§ **STATED EXERCISE**
Please convert the lines from the one containing "object | brown egg" through the end into a JSON list of strings, one string per line, omitting blank lines.

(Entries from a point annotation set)

● ● ● ●

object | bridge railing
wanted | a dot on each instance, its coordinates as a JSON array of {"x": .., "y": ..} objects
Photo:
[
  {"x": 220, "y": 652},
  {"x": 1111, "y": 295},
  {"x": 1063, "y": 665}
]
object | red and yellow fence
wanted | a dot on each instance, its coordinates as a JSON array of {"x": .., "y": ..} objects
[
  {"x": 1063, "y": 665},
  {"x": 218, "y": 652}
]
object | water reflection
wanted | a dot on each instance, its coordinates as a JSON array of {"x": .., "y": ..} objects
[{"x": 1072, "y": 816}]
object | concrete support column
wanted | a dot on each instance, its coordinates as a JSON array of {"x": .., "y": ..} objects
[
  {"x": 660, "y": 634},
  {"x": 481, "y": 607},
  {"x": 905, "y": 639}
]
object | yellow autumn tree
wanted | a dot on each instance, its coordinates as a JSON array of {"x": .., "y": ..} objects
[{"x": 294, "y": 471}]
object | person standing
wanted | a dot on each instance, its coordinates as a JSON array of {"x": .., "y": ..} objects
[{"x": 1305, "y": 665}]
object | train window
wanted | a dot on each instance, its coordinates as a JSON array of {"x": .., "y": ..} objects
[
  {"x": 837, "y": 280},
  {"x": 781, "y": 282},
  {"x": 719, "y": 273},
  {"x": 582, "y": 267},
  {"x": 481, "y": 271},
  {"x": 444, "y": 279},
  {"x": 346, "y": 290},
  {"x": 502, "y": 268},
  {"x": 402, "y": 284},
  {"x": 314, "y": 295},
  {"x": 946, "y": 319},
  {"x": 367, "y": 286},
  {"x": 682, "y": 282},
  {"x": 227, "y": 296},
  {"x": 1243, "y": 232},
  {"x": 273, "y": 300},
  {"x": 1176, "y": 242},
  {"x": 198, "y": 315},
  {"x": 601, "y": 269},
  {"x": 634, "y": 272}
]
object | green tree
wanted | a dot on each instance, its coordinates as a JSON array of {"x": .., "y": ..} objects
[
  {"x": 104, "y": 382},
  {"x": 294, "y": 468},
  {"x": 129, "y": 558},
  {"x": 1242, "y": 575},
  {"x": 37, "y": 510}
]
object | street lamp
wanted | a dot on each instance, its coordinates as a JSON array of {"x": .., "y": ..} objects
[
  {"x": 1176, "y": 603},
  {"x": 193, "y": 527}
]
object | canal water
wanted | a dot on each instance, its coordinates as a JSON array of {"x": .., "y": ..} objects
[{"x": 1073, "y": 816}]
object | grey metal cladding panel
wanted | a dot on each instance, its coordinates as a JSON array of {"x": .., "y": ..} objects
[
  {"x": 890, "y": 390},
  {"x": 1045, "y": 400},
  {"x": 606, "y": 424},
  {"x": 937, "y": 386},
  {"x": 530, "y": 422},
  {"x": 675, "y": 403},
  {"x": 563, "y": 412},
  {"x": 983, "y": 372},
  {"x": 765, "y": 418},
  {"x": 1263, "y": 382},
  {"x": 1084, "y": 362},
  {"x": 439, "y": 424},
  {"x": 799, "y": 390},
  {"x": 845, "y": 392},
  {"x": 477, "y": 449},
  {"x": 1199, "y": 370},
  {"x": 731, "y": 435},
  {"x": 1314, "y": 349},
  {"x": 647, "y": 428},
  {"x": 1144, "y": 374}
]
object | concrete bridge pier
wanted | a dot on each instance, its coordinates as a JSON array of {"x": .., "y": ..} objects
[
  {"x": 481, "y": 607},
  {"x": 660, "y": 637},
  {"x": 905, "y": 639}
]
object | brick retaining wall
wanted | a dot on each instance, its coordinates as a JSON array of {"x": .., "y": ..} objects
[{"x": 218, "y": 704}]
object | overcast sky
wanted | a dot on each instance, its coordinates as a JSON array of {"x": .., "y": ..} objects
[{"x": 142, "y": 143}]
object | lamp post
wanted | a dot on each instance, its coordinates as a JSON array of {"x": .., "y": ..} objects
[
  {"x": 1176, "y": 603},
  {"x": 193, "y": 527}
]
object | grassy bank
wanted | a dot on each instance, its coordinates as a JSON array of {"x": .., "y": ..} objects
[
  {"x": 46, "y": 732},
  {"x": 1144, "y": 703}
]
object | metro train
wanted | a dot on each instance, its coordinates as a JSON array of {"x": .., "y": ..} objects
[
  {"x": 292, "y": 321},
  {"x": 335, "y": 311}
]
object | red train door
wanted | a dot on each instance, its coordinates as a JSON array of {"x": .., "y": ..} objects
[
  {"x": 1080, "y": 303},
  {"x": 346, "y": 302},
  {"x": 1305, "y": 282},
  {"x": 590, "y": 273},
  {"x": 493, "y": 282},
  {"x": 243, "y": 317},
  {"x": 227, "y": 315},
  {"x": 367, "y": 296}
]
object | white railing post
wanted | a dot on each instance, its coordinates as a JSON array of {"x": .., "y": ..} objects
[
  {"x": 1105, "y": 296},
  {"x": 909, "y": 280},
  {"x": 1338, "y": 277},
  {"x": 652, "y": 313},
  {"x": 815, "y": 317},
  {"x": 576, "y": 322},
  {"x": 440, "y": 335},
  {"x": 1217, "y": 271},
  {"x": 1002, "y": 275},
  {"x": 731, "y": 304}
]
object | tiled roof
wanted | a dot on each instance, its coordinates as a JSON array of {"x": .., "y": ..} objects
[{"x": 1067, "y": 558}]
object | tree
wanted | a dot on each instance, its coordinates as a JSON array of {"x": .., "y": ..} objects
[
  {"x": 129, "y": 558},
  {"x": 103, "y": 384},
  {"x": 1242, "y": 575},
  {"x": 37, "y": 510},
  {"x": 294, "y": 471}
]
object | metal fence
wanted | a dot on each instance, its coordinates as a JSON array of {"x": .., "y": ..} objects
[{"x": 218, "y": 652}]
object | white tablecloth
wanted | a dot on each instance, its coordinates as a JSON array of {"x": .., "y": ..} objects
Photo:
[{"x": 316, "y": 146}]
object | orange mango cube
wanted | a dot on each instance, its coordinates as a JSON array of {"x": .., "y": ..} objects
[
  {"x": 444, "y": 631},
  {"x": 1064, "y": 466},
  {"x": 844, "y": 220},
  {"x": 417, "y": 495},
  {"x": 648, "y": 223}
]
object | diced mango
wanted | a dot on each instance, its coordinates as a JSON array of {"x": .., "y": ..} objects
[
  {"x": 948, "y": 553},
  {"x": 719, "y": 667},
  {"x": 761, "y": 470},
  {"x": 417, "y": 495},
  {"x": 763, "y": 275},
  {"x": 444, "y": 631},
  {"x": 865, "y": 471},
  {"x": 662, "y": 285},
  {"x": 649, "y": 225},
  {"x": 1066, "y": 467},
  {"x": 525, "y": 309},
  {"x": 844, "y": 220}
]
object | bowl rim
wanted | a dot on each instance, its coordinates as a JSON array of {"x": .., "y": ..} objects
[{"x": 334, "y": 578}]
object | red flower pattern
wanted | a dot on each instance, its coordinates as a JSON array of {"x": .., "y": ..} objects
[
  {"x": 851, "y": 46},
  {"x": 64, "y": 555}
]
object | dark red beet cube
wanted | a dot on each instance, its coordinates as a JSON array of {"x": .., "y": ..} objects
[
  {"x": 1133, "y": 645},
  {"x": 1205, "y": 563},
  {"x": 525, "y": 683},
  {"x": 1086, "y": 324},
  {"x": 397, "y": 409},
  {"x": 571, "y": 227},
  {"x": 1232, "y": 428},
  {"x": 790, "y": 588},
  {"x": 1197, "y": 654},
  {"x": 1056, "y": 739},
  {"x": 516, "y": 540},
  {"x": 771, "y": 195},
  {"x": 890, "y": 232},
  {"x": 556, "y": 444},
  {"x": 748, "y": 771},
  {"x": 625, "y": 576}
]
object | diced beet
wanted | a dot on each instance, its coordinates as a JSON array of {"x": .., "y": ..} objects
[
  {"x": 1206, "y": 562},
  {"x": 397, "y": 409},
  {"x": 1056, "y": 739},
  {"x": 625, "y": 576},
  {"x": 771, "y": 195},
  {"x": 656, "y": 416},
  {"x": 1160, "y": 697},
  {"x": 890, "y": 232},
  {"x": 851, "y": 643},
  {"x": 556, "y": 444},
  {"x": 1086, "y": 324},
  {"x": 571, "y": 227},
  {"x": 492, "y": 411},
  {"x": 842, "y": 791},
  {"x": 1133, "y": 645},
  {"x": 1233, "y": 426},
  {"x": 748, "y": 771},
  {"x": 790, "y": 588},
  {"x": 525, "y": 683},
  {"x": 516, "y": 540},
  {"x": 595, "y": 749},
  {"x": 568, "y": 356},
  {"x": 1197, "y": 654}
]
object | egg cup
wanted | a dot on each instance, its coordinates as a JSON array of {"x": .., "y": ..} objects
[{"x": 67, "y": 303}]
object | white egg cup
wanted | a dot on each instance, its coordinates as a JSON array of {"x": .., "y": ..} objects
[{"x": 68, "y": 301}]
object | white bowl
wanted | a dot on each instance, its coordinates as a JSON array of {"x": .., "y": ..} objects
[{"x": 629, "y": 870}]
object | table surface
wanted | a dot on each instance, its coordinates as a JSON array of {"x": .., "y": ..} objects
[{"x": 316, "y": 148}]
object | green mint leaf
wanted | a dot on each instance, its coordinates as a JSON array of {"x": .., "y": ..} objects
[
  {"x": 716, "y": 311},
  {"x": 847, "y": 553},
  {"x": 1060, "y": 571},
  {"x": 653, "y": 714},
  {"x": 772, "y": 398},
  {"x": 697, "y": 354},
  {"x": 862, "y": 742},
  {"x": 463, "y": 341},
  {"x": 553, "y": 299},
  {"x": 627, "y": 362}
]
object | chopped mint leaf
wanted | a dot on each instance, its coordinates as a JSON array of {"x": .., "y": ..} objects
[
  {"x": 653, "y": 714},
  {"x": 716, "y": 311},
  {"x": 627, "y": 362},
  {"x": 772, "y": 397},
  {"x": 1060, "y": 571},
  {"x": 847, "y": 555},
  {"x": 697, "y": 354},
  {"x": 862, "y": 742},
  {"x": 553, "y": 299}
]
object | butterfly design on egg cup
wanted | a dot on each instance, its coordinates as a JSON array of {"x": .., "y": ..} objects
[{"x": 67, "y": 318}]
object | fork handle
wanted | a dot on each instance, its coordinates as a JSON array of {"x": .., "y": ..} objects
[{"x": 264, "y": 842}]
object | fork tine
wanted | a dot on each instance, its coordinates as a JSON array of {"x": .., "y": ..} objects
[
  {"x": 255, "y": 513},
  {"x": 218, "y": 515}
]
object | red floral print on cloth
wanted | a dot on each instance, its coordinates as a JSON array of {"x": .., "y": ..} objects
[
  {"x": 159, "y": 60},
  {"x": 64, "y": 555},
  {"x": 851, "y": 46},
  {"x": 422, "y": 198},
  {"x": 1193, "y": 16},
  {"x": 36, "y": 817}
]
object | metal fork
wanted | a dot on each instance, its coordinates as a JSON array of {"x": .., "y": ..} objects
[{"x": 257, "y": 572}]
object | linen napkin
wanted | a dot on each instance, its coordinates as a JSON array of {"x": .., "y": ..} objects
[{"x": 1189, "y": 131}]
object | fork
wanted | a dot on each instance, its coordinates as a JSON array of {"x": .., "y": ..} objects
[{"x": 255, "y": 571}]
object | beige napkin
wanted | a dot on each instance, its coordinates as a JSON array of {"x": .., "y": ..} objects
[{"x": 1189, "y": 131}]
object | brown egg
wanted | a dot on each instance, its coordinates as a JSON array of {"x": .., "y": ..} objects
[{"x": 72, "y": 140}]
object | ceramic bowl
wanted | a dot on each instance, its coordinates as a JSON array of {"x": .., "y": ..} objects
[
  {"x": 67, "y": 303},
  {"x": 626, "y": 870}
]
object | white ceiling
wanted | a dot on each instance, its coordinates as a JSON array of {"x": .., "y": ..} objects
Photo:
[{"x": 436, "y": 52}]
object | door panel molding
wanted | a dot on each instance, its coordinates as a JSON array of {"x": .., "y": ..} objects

● ● ● ●

§ **FINAL ANSWER**
[
  "object | brown egg",
  "wanted | a dot on each instance, its coordinates as a JSON array of {\"x\": .., \"y\": ..} objects",
  "[{\"x\": 72, \"y\": 140}]",
  "object | ceramic bowl",
  "wanted | a dot on each instance, its coordinates as a JSON array of {\"x\": .., \"y\": ..} objects",
  "[",
  "  {\"x\": 67, \"y\": 303},",
  "  {\"x\": 626, \"y\": 870}",
  "]",
  "object | white ceiling",
  "wanted | a dot on each instance, its coordinates as a JSON array of {\"x\": .., \"y\": ..} objects",
  "Photo:",
  "[{\"x\": 436, \"y\": 52}]",
  "object | door panel molding",
  "wanted | a dot on each instance, its coordinates as a JSON array of {\"x\": .., \"y\": ..} objects"
]